Convert all of the material below into a numbered list, one entry per line, and leave out any blank lines.

++++

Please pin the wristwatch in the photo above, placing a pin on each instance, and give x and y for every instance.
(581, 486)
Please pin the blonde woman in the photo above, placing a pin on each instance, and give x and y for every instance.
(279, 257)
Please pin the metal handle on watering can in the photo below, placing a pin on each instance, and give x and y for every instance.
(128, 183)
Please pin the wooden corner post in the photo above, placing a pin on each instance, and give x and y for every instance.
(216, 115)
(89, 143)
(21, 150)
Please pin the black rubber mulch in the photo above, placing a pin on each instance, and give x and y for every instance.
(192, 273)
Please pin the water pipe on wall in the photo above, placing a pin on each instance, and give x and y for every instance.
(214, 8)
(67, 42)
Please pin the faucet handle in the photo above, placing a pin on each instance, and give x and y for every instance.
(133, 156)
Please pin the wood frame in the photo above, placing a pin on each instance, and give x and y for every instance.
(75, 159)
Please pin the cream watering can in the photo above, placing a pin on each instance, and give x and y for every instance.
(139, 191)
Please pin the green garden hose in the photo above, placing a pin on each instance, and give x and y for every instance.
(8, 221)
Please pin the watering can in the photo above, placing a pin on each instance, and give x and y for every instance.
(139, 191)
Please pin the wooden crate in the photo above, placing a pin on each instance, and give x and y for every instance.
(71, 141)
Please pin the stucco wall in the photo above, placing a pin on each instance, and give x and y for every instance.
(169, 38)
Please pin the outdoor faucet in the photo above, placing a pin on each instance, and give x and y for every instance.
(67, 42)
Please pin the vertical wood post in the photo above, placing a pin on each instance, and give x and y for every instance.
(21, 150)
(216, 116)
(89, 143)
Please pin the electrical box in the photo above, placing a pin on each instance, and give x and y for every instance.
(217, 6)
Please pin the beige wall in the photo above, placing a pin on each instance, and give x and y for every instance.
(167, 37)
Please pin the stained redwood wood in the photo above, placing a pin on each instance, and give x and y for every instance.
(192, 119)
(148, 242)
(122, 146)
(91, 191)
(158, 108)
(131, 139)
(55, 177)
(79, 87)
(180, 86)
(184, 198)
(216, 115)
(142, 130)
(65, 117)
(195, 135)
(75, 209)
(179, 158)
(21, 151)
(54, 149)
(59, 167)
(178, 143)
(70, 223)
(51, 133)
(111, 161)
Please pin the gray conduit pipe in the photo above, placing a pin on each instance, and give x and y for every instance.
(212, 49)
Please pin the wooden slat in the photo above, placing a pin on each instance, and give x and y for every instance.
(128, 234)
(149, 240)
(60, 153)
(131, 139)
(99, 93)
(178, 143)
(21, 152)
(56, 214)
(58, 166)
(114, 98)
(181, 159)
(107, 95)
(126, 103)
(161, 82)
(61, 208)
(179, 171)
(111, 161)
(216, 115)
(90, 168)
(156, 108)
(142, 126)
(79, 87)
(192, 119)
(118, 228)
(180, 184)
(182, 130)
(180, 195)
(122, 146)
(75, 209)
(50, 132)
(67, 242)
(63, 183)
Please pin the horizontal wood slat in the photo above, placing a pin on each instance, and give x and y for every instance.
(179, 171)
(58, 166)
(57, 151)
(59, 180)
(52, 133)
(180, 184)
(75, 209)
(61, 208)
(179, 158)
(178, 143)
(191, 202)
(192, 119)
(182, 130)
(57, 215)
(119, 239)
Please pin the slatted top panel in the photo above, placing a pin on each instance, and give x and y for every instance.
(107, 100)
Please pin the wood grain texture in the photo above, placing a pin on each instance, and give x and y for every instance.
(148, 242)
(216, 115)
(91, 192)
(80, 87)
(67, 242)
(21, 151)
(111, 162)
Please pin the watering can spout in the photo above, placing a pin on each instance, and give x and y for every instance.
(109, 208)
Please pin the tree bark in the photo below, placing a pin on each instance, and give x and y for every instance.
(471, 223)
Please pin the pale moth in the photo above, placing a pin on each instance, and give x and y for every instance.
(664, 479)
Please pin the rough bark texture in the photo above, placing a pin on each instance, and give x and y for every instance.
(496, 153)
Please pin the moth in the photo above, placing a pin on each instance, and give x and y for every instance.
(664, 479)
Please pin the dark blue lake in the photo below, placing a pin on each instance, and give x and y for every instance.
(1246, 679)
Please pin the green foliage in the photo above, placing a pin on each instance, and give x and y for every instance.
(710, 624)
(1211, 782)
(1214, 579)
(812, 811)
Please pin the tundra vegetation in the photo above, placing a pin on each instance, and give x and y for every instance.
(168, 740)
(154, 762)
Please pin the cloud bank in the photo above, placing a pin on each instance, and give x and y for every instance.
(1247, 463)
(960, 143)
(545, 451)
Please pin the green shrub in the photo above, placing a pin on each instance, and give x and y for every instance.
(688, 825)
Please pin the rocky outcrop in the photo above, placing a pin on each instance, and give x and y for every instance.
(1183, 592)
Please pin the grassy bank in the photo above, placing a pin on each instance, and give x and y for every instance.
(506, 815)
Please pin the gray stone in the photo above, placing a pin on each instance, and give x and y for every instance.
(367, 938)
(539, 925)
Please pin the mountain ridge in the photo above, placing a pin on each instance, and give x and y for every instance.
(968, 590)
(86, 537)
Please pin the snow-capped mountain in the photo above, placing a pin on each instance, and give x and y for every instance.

++++

=== RESPONSE ===
1. Please pin the wristwatch in the photo above, placing a pin on each instance, and give x and y for every instance.
2. (581, 486)
3. Please pin the blonde woman in the photo above, placing a pin on each instance, and give x and y for every instance.
4. (279, 257)
5. Please pin the metal handle on watering can in the photo below, placing a pin on each instance, and give x and y for every instance.
6. (128, 183)
7. Please pin the wooden corner post in the photo above, placing a pin on each instance, and give x and y for every instance.
8. (216, 115)
9. (89, 143)
10. (21, 150)
11. Please pin the black rubber mulch in the photo above, placing a pin on each instance, and give x and y for every instance.
12. (192, 273)
13. Please pin the water pipe on wall in the photo above, placing a pin on each instance, and give x and y for every instance.
14. (214, 8)
15. (67, 42)
16. Please pin the faucet handle in the photo above, placing a pin on each instance, and give x and y for every instance.
17. (133, 156)
18. Please pin the wood frame in the photo above, placing a pin on each instance, and give x and y for every instance.
19. (75, 159)
20. Please pin the cream watering can in the photo above, placing a pin on each instance, and give x and y for every instance.
21. (139, 191)
22. Please pin the green garden hose in the photo above, placing a pin on each instance, and give x and y for every instance.
23. (8, 221)
24. Please pin the watering can in the photo above, placing a pin on each instance, and give x and y for every instance.
25. (139, 191)
26. Please pin the wooden crate in the photo above, placing a pin on each instance, and give x and y for every instance.
27. (71, 141)
28. Please pin the stucco wall in the photo above, placing a pin on each instance, and give x and y for every instance.
29. (169, 38)
30. Please pin the outdoor faucet in the photo above, placing a pin on each instance, and give x and y for every instance.
31. (67, 42)
32. Please pin the vertical wood post in the photo above, placing a pin on each instance, and give x and y for every instance.
33. (21, 150)
34. (216, 116)
35. (89, 143)
36. Please pin the electrical box in the photo above, placing a pin on each instance, and give x and y for every instance.
37. (217, 6)
38. Please pin the beige wall in the photo above, placing a pin on each instance, and give x and y for every instance.
39. (167, 37)
40. Please pin the stained redwood wood in the photo above, placing a pin on each instance, and give x and y for every instance.
41. (192, 119)
42. (148, 242)
43. (122, 146)
44. (91, 191)
45. (158, 108)
46. (131, 139)
47. (55, 177)
48. (79, 87)
49. (180, 86)
50. (184, 198)
51. (216, 115)
52. (142, 130)
53. (65, 117)
54. (195, 135)
55. (75, 209)
56. (179, 158)
57. (21, 151)
58. (54, 149)
59. (59, 167)
60. (178, 143)
61. (70, 223)
62. (51, 133)
63. (111, 161)
64. Please pin the gray conduit pipe in the photo above, placing a pin on each instance, and give x and y for every instance.
65. (212, 49)
66. Please pin the wooden slat in the photo above, placing a pin on each instance, and give x and y for every instance.
67. (128, 234)
68. (149, 240)
69. (60, 153)
70. (131, 139)
71. (99, 93)
72. (178, 143)
73. (21, 152)
74. (56, 214)
75. (58, 166)
76. (114, 98)
77. (181, 159)
78. (107, 95)
79. (126, 103)
80. (161, 82)
81. (61, 208)
82. (179, 171)
83. (111, 161)
84. (216, 115)
85. (90, 168)
86. (156, 108)
87. (142, 126)
88. (79, 87)
89. (192, 119)
90. (118, 228)
91. (180, 184)
92. (182, 130)
93. (180, 195)
94. (122, 146)
95. (75, 209)
96. (50, 132)
97. (67, 242)
98. (63, 183)
99. Please pin the horizontal wood slat in the photo above, placing a pin on each instance, and give x and y for every instance.
100. (179, 171)
101. (58, 166)
102. (57, 151)
103. (59, 180)
104. (52, 133)
105. (180, 184)
106. (75, 209)
107. (61, 208)
108. (179, 158)
109. (178, 143)
110. (191, 202)
111. (192, 119)
112. (182, 130)
113. (57, 215)
114. (119, 239)
115. Please pin the slatted top panel in the photo above, placing a pin on each instance, and give x and y for every instance.
116. (107, 100)
117. Please pin the wood grain texture in the photo above, placing a pin on each instance, and give x and y for every instance.
118. (148, 242)
119. (216, 115)
120. (91, 192)
121. (80, 87)
122. (67, 242)
123. (21, 151)
124. (111, 162)
125. Please pin the watering can spout in the photo above, placing a pin on each instance, and give x and y for every instance.
126. (109, 208)
127. Please pin the tree bark in the photo below, placing a pin on each instance, and give x and y for every instance.
128. (471, 223)
129. Please pin the pale moth in the photo above, placing a pin on each instance, and give x and y for every instance.
130. (664, 479)
131. Please pin the rough bark texture in the photo above, placing a pin on each instance, and give x and y for every instance.
132. (496, 153)
133. Please pin the moth in the photo above, placing a pin on each instance, and give x and y for every instance.
134. (664, 479)
135. Please pin the dark blue lake in the photo below, placing a pin on each instance, and give x and y for every instance.
136. (1246, 679)
137. Please pin the green foliage in the photo above, placing a pin on each instance, and give x and y for every instance.
138. (710, 624)
139. (1211, 782)
140. (1214, 579)
141. (812, 811)
142. Please pin the tundra vegetation in the photo above, placing a pin on each instance, and give x and y for every instance.
143. (168, 740)
144. (154, 762)
145. Please pin the cloud bank in the photo above, placing a pin on each instance, and give x and y for every instance.
146. (1247, 463)
147. (960, 143)
148. (545, 451)
149. Please pin the green shrub in the photo above, placing a pin on each instance, and give x and y for every instance.
150. (688, 825)
151. Please pin the rocky outcrop in the photo above, placing a pin on each instance, and give x and y for every instance.
152. (1183, 592)
153. Please pin the grassy bank in the photo above, placing a pin on each instance, and give x and y for every instance.
154. (506, 815)
155. Please pin the gray stone in the photo above, placing a pin on each instance, and give x and y for every instance.
156. (367, 938)
157. (539, 925)
158. Please pin the mountain ridge in the photo above, placing a pin on each instance, and give x and y for every instance.
159. (968, 590)
160. (86, 537)
161. Please pin the snow-capped mountain in the photo above, placing a pin on each instance, and give x and y for every instance.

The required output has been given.